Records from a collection
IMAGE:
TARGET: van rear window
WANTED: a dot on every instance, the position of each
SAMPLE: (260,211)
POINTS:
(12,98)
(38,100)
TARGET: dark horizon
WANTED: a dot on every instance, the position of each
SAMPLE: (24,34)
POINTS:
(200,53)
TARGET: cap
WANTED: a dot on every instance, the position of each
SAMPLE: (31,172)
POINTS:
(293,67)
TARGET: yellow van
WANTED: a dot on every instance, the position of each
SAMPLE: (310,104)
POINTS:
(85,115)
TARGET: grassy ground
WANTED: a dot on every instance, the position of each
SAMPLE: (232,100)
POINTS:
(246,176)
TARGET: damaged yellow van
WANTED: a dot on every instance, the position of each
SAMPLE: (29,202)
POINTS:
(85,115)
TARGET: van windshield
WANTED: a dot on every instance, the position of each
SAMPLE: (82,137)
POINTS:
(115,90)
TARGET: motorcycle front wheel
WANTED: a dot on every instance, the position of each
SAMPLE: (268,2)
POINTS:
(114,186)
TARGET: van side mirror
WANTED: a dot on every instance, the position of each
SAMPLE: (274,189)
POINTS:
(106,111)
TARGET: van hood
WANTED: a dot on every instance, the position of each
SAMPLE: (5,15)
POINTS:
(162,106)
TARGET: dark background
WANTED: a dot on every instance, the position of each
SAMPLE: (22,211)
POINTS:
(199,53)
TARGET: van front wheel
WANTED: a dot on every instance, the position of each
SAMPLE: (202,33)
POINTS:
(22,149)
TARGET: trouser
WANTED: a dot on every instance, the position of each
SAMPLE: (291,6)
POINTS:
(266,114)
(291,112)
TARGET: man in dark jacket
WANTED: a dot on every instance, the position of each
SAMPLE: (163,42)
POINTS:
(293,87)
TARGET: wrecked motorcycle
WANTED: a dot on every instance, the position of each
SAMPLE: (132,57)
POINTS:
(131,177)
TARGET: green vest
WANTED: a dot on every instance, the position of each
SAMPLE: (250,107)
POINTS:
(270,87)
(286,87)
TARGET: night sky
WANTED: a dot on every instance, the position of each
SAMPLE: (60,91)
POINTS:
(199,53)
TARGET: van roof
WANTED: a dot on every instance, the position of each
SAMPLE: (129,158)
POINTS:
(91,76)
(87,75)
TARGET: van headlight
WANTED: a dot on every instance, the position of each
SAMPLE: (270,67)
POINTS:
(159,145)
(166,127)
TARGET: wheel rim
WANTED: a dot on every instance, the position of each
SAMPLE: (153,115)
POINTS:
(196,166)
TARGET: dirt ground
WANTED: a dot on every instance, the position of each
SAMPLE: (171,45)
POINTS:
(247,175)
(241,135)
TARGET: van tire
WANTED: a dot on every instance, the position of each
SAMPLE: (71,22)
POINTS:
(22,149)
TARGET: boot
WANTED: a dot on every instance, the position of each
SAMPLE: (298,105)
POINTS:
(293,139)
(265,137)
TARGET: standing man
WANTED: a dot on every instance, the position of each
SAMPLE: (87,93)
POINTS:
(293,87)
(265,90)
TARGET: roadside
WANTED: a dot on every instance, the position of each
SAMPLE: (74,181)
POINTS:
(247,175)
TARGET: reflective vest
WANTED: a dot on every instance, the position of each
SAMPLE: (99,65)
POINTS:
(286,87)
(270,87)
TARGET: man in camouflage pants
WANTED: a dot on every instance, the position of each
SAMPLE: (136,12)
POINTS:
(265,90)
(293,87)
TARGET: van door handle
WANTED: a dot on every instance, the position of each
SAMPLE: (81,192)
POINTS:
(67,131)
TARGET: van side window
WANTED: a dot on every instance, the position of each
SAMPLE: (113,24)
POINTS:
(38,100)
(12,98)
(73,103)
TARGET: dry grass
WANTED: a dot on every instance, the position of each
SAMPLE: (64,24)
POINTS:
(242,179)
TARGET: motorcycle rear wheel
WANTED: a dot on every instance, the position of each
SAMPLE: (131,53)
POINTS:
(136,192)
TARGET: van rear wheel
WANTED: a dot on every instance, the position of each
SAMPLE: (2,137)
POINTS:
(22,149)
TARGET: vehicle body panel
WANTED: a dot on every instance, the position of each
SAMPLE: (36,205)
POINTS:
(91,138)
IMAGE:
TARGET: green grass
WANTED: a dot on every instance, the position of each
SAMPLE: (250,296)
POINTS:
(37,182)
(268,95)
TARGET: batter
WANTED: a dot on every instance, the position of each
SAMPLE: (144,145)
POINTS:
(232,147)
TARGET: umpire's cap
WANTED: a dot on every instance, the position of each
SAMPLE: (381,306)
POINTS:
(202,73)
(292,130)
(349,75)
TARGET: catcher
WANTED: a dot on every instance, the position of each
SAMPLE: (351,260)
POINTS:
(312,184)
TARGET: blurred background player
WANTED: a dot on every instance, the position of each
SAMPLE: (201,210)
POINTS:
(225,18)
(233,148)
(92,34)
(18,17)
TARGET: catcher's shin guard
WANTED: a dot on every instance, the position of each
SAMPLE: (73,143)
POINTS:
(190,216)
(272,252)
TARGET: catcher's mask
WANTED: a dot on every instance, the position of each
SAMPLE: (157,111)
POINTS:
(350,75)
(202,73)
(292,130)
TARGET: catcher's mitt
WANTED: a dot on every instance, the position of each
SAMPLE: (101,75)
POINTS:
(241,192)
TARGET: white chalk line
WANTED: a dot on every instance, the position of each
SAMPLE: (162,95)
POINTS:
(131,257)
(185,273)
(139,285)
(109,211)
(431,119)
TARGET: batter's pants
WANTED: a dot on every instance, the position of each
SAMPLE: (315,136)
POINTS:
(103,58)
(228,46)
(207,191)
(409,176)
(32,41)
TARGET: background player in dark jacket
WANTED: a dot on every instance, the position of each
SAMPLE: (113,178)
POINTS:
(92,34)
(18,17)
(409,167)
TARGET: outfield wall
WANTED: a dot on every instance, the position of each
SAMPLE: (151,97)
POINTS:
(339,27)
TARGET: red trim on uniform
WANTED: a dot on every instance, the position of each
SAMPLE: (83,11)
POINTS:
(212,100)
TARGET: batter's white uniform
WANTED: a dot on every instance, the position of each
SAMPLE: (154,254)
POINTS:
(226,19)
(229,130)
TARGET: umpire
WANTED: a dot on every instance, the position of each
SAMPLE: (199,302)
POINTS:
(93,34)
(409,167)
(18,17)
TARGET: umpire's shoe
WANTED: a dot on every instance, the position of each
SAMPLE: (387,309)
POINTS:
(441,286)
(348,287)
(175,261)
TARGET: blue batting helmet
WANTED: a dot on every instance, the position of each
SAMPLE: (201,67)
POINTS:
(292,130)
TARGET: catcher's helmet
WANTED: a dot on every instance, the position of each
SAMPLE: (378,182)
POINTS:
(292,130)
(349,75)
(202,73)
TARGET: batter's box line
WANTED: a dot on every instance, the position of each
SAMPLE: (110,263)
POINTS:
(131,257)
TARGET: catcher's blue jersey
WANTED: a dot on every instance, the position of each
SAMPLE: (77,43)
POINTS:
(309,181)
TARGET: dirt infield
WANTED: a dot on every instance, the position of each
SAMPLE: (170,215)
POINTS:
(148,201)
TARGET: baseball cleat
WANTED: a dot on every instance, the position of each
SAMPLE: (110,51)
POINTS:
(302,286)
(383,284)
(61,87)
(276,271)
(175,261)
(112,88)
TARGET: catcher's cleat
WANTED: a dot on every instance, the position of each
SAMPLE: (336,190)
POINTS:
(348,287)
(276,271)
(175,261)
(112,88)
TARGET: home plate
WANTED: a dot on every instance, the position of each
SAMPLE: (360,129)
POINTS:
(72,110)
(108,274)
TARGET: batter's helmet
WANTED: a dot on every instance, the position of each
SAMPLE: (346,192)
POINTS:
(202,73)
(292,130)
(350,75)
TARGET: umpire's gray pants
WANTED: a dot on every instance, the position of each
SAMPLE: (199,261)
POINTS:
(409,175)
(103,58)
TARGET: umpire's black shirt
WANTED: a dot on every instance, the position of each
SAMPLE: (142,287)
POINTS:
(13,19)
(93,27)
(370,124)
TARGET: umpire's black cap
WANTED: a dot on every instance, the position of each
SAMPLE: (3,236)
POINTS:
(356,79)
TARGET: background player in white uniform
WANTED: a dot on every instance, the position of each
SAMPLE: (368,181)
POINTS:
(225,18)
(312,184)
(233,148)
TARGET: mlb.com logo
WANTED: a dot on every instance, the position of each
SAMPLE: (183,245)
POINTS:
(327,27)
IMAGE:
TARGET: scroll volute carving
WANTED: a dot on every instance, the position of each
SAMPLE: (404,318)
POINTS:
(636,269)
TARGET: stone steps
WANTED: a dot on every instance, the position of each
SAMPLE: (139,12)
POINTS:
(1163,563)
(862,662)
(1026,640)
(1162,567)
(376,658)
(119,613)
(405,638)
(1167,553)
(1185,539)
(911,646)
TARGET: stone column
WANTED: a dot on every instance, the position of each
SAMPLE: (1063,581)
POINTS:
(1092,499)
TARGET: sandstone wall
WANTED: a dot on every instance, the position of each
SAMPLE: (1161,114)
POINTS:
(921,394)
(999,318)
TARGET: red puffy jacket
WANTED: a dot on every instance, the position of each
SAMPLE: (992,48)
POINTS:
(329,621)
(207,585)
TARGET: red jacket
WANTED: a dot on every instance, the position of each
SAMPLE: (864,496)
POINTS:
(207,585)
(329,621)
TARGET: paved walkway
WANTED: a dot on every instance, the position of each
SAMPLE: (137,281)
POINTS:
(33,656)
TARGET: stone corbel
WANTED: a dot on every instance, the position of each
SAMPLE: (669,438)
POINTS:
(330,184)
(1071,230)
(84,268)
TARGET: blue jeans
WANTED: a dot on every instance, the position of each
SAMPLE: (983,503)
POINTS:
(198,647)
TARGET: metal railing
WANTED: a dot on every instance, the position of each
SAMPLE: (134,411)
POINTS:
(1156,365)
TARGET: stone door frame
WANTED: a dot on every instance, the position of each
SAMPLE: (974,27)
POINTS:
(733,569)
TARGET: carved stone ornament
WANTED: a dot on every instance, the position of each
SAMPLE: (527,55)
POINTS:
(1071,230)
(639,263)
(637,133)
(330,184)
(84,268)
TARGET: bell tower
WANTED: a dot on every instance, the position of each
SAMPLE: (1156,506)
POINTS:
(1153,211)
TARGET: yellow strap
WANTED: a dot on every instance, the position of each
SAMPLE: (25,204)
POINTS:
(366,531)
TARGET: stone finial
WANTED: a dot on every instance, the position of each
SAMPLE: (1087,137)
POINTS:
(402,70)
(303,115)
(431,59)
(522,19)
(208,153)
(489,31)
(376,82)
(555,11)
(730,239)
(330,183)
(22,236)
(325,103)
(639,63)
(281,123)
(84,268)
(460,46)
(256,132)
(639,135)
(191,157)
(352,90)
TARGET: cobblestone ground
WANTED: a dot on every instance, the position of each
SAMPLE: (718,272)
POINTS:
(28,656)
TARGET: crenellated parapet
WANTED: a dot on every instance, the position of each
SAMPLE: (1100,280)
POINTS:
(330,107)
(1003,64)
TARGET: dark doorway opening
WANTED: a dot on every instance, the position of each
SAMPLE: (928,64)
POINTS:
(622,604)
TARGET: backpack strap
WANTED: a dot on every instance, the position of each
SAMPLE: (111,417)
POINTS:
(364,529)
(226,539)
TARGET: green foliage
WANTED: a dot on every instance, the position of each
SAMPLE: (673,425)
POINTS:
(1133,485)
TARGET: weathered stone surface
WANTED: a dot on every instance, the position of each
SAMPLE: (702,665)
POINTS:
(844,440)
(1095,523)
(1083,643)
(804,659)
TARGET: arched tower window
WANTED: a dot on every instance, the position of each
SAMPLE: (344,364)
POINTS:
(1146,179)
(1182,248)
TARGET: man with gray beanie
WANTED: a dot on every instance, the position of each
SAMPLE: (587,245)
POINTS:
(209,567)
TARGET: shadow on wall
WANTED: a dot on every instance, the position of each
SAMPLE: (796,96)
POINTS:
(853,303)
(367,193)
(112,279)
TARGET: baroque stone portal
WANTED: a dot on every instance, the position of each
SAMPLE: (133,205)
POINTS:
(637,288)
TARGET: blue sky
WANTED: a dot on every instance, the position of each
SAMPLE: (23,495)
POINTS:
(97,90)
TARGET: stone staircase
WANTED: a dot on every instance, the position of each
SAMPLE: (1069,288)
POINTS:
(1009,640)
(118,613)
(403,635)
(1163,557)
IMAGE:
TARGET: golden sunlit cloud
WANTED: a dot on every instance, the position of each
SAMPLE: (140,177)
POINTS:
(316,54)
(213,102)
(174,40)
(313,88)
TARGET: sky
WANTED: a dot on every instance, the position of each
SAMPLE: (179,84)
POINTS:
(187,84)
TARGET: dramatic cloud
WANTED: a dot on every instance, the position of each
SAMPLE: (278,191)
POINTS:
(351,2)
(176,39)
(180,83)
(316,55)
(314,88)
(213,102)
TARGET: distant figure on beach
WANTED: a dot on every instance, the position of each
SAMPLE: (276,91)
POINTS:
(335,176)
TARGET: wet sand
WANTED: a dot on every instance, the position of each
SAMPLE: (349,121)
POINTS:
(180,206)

• WORK INSTRUCTION:
From the entries above, copy every line where the word "pants" shows up.

• THE ANSWER:
TARGET: man in camouflage pants
TARGET: batter's pants
TARGET: umpire's gray pants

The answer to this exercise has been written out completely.